((

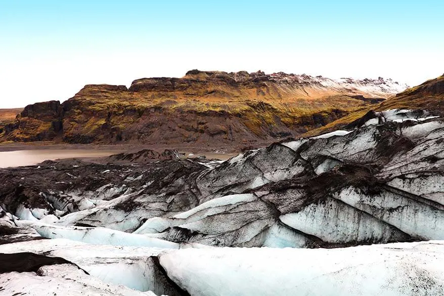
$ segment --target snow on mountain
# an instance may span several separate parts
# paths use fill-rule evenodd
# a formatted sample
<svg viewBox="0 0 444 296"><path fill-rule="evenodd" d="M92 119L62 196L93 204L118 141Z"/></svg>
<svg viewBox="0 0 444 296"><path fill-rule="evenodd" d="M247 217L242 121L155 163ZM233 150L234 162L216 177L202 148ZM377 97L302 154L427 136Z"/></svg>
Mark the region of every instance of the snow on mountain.
<svg viewBox="0 0 444 296"><path fill-rule="evenodd" d="M0 293L443 294L444 121L370 115L209 167L0 170Z"/></svg>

))

[REQUIRED WORK]: Repeat these lines word for word, leaving out the pictures.

[TASK RESPONSE]:
$ segment --target snow on mountain
# an instance may span several separate parts
# paths use fill-rule evenodd
# a formatted sample
<svg viewBox="0 0 444 296"><path fill-rule="evenodd" d="M92 119L62 196L93 204L118 141Z"/></svg>
<svg viewBox="0 0 444 296"><path fill-rule="evenodd" d="M247 217L242 121L155 163ZM233 150L234 162L216 177L202 148ZM377 97L302 154L427 136Z"/></svg>
Mark the region of every instance of the snow on mountain.
<svg viewBox="0 0 444 296"><path fill-rule="evenodd" d="M0 293L443 294L444 121L370 115L209 167L0 170Z"/></svg>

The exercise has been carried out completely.